BEGIN Given passage
Re: KafkaSpout stops pulling data after a few hours

Nathan Leung Tue, 04 Nov 2014 11:03:59 -0800

I would consider reducing max spout pending since your topology end-to-end
latency is kind of high, and keeping timeouts relatively lower.  This way
you don't have to wait 8 minutes for error messages to determine if there
are actually problems in the topology.  I would consider trying a max spout
pending of 100 or 200 and seeing if it affects your throughput at all.  I'm
guessing that it probably will not.  800/1600 tuples in flight, with max
bolt parallelism of 120, is probably enough to keep things fed.


Also, how do you handle API failure?

On Tue, Nov 4, 2014 at 1:49 PM, Maxime Nay <[email protected]> wrote:

> Hi,
>
> Thanks Vladi, Sam and Nathan for your advices.
> The problem here is that the third party API we're using can only tolerate
> X concurrent requests. So the parallelism hint of my API bolt is limited.
> When I get a spike in my traffic, it's okay for my topology to start
> lagging as long as it can recover after that. That's why I set the max
> spout pending originally: so my spouts do not flood my bolts by trying to
> keep up with the increased traffic. I also need to handle cases when the
> API is having issue and crashes or hangs. If the API is unavailable for a
> few minutes, my topology should be able to recover.
>
> I was not aware of what Sam mentioned (a failed tuple is processed
> anyway). It fits perfectly with what I was observing.
> Sam, do you know how I can configure my KafkaSpouts to attach a timestamp
> to my tuples?
>
> Vladi, I have 120 executors for my API bolt, and 8 spouts in total. Each
> API take on average 2.5sc, and it can take maybe one more second for the
> tuple to go through the rest of the topology. My calls to the API are
> configured with a 6sc timeout.
> I guess it means worse case scenario (API hanging), I can still process 17
> tuples per second. If I set the maxSpoutPending to 1k, since I have 8
> spouts, it means I can buffer up to 8k tuples. Hence, I should set the
> message timeout to something > 480sc.
> Am I right?
>
> Thanks for your help!
>
>
> Maxime
>
> On Tue, Nov 4, 2014 at 8:28 AM, Vladi Feigin <[email protected]> wrote:
>
>> <<Is there a way to let the KafkaSpout "slow down" before the overload?>>
>> Yes. This mechanism is called : max_spout _pending  parameter . This is
>> the way you can control the tuples volumes a spout feeds into a topology
>>
>> On Tue, Nov 4, 2014 at 5:27 PM, Niels Basjes <[email protected]> wrote:
>>
>>> Last week I noticed something similar in the solution I'm trying to
>>> build.
>>> I have a topology that simulates webtraffic and puts those
>>> "measurements" in Kafka.
>>> That has been running for a few weeks now and with the retention in
>>> Kafka this is a few hundred million events available in Kafka.
>>>
>>> I then start a topology with the Kafka Spout that must read "everything"
END Given passage
BEGIN Items
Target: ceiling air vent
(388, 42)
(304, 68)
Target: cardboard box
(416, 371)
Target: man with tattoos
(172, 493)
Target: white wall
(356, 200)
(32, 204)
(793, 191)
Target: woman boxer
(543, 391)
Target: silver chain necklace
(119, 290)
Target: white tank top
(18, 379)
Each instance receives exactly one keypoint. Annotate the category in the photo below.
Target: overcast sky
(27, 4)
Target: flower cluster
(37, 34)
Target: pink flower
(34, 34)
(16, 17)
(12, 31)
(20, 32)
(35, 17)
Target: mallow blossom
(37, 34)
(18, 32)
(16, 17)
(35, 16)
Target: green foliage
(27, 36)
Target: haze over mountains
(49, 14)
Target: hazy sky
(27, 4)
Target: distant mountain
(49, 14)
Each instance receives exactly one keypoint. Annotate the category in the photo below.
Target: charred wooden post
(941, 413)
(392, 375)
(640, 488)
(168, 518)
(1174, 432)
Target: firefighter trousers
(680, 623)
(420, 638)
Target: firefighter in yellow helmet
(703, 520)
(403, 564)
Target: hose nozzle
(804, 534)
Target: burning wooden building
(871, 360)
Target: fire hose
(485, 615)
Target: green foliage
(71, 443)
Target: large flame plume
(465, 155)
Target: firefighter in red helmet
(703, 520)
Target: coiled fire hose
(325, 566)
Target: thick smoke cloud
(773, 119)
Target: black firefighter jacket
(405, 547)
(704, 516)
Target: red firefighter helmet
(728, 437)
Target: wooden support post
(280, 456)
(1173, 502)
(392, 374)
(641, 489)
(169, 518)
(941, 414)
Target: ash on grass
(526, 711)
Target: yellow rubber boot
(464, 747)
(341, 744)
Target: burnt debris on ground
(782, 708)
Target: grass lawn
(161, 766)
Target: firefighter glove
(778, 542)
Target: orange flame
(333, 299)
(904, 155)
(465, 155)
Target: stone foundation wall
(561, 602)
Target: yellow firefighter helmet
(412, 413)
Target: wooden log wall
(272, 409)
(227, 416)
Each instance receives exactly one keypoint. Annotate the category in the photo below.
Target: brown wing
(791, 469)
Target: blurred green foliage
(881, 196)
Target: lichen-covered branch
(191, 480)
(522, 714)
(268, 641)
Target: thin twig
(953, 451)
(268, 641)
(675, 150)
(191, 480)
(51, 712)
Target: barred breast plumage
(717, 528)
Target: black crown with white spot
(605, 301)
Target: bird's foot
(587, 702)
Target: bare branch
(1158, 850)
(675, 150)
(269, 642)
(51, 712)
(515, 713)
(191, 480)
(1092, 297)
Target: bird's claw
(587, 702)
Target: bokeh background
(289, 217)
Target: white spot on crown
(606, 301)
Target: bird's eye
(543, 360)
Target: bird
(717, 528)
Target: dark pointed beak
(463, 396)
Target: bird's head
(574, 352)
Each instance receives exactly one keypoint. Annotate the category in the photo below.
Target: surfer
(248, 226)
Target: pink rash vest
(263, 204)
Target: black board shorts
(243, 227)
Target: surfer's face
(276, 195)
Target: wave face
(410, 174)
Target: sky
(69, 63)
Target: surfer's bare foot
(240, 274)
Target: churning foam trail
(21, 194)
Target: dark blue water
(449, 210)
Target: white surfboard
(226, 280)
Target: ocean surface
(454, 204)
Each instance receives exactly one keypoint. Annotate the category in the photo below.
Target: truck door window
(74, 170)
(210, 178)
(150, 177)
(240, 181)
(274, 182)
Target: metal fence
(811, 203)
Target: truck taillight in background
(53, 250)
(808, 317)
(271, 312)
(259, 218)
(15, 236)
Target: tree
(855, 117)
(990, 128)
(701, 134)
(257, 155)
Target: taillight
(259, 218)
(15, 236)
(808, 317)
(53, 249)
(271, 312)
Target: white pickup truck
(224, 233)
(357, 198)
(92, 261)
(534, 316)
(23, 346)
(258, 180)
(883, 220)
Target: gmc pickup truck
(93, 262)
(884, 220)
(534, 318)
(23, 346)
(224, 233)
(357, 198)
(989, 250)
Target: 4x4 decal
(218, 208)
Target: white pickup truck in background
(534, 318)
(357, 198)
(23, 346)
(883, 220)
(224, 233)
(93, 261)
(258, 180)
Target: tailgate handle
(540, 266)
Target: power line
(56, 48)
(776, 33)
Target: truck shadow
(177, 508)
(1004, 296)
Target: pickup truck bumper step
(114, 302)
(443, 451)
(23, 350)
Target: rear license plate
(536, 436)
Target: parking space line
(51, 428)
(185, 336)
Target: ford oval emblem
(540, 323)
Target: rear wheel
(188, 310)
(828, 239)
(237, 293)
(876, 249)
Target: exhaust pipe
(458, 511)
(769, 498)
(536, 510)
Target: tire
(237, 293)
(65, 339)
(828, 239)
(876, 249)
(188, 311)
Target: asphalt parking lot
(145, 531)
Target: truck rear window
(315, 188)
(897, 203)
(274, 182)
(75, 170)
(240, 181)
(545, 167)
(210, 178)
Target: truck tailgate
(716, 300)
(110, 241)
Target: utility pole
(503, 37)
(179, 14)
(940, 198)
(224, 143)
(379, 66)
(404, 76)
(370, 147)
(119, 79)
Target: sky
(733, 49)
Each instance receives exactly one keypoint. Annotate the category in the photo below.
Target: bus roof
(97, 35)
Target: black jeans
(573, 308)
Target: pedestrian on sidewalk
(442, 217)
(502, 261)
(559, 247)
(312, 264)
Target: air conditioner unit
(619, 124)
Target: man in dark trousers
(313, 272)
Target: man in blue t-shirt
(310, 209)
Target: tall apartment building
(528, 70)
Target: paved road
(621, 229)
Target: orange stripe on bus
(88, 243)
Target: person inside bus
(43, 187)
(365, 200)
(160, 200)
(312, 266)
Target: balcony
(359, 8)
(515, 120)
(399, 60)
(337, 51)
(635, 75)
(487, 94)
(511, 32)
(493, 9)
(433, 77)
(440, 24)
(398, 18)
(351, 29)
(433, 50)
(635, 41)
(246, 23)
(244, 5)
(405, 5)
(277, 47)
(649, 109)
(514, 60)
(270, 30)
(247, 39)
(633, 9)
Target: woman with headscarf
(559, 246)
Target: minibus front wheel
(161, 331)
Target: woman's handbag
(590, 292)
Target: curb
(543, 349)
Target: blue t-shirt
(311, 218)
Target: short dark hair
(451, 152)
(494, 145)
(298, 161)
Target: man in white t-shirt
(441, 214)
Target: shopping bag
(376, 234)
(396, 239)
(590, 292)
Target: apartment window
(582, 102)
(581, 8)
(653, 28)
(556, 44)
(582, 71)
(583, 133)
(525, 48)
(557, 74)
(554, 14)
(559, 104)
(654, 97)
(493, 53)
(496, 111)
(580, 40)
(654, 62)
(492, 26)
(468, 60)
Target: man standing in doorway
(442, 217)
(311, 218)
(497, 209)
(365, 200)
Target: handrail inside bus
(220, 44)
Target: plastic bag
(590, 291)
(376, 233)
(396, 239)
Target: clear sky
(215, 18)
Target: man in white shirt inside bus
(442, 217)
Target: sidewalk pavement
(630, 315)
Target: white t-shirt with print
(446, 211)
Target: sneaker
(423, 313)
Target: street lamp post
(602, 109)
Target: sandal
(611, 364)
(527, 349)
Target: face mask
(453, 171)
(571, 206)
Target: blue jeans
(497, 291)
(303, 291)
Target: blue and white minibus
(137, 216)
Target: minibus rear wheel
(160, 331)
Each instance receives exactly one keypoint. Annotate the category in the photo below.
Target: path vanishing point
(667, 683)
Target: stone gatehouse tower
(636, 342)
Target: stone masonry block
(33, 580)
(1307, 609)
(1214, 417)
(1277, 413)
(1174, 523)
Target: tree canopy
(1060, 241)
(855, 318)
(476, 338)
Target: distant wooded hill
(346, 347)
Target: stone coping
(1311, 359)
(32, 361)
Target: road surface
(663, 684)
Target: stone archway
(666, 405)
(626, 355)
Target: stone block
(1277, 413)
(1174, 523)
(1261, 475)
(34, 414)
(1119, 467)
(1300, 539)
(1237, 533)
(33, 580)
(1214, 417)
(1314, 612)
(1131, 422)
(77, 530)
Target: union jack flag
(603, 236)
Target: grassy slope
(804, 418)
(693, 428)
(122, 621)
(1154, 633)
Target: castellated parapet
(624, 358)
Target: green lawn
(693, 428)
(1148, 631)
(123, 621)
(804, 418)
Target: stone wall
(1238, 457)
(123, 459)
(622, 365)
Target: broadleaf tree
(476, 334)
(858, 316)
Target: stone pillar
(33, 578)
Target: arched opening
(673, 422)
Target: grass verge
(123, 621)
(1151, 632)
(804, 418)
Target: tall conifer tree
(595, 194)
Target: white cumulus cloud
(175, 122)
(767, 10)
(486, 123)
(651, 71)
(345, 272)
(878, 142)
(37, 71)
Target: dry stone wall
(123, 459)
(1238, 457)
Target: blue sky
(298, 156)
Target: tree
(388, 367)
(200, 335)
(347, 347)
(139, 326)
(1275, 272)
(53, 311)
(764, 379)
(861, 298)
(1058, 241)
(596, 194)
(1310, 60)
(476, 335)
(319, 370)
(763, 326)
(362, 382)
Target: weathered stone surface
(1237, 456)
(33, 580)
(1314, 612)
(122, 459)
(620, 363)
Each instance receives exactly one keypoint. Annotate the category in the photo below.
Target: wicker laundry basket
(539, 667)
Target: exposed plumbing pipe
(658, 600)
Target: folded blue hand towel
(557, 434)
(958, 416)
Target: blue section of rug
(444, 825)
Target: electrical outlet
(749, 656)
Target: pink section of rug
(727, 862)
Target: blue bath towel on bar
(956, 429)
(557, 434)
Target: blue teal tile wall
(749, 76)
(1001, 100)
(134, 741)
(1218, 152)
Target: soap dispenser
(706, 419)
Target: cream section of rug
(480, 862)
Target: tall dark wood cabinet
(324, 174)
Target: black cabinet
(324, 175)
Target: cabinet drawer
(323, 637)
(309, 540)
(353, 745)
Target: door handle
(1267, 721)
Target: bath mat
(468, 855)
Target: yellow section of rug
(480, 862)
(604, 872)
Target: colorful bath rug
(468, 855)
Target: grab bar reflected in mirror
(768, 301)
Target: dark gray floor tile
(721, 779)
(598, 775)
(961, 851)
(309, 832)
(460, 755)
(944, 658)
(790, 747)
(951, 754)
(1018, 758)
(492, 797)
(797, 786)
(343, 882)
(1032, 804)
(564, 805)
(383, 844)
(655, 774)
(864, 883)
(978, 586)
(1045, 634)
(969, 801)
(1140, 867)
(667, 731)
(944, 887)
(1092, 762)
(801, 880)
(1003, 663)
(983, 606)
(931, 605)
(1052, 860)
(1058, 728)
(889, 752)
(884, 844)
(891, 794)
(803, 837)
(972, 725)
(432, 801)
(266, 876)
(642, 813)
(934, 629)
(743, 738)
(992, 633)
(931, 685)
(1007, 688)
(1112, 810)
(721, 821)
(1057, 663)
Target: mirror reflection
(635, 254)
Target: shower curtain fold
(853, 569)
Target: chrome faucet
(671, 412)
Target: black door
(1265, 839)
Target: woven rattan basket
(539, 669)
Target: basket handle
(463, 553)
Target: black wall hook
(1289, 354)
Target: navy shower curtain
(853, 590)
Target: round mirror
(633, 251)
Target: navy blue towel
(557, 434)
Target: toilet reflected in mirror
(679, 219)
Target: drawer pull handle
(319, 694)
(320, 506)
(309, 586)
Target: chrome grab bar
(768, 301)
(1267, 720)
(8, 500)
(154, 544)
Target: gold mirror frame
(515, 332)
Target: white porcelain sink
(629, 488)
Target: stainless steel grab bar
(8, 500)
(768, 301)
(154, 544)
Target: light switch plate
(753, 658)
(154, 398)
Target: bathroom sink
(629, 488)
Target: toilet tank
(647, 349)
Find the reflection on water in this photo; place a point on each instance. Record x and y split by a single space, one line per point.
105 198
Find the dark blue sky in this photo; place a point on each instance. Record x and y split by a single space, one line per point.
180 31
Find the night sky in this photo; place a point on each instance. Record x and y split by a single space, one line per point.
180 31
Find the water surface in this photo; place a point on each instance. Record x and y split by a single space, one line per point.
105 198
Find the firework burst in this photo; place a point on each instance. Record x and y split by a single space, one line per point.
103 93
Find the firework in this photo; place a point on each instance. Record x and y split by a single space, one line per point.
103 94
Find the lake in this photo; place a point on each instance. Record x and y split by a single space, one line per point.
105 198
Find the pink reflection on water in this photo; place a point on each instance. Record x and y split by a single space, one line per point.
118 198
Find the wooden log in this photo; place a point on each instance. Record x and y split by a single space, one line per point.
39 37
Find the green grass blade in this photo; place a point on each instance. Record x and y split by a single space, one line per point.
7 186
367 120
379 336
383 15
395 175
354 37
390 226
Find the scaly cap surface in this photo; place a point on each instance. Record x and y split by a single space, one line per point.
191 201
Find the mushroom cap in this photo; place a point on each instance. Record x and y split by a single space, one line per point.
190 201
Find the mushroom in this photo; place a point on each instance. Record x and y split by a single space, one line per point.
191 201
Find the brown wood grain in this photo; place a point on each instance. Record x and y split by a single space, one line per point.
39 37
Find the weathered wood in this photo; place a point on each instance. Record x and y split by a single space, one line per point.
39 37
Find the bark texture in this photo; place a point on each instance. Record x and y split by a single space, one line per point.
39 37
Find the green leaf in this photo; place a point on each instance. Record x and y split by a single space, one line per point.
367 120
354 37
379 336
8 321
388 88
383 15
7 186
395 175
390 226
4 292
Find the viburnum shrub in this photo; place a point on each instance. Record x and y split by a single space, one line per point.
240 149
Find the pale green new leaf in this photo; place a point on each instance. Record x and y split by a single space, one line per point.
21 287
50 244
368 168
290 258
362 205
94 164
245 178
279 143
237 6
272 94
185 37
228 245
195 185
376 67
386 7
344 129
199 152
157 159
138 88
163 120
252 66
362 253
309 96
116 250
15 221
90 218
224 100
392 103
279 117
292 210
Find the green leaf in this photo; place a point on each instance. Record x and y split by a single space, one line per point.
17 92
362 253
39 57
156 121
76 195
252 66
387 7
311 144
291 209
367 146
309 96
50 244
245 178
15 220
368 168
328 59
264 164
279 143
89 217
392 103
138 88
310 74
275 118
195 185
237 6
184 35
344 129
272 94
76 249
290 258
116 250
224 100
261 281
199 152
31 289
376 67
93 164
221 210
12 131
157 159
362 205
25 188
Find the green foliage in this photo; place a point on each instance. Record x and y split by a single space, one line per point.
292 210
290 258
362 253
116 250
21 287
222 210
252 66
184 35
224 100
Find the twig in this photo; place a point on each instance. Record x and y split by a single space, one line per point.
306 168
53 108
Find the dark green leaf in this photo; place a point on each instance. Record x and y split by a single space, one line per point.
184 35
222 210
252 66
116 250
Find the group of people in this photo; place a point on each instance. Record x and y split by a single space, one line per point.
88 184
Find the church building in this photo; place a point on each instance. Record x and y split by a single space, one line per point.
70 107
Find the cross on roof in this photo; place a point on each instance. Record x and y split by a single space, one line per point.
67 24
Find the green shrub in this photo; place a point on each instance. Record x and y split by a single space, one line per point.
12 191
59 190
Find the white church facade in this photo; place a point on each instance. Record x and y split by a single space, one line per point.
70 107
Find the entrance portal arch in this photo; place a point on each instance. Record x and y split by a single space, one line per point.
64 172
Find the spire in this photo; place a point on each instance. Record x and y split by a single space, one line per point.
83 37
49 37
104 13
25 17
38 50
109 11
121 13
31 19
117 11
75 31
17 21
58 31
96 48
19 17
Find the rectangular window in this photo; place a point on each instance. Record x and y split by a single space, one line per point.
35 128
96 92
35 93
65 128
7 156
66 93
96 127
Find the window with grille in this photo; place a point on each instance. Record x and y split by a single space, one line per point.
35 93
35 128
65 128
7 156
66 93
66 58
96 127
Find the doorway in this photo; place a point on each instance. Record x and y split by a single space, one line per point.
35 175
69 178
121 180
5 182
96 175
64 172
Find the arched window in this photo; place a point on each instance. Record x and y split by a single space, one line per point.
END Items
**What you will do**
A – In the KafkaSpout thread, how many executors does Maxime say the API bolt has?
B – Resume the KafkaSpout thread, writing on from its final sentence.

**In response**
A – 120

B –
>>> from the start.
>>> After a while it simply seems to stop working (I see a LOT of errors).
>>> It is not surprising that the spout is capable of feeding those events
>>> into the topology much faster than it can process.
>>> It seemed to me that the topology 'died' somewhere because of this
>>> 'overload'.
>>>
>>> I'm thinking "too many events in the topology"
>>>
>>> Simply "increase parallelism" would only delay the effect a while.
>>>
>>> What is the general pattern for me to actually solve this kind of
>>> situation?
>>> Is there a way to let the KafkaSpout "slow down" before the overload?
>>>
>>>
>>> On Tue, Nov 4, 2014 at 12:48 PM, Nathan Leung <[email protected]> wrote:
>>>
>>>> definitely increase parallelism if possible.  If you have 1 API bolt
>>>> per spout, and it takes avg 1 second / api request, and your max spout
>>>> pending is 1000, then it would take 1000 seconds to drain a full spout
>>>> output queue, which would definitely be enough to timeout your tuples, and
>>>> cause any subsequent tuples to timeout as well,  if you have 10 api bolts
>>>> per spout then it still takes 100s to drain a full spout output queue.  So
>>>> care needs to be taken.
>>>>
>>>> My understanding is that kafka spout will automatically replay failed
>>>> tuples.  Is it possible that you get into a situation where you topology
>>>> simply cannot keep up and you get into a replay loop?
>>>>
>>>> On Mon, Nov 3, 2014 at 11:49 PM, Vladi Feigin <[email protected]>
>>>> wrote:
>>>>
>>>>> Set max pending spout to 2-3K . Try with these values.
>>>>> To me it sounds also that you should try to increase the parallelism .
>>>>> Home many executors do you have for Api bolts?
>>>>> One more thing. Don't do too many changes at once. Try change by
>>>>> change otherwise you will get lost
>>>>> .-:)
>>>>> Vladi
>>>>>  On 4 Nov 2014 00:49, "Maxime Nay" <[email protected]> wrote:
>>>>>
>>>>>> I have a default timeout on my HttpClient (10sc for socket and 10sc
>>>>>> for connect), and I'm not overriding this value anywhere. So I guess none
>>>>>> of the API calls should be blocking.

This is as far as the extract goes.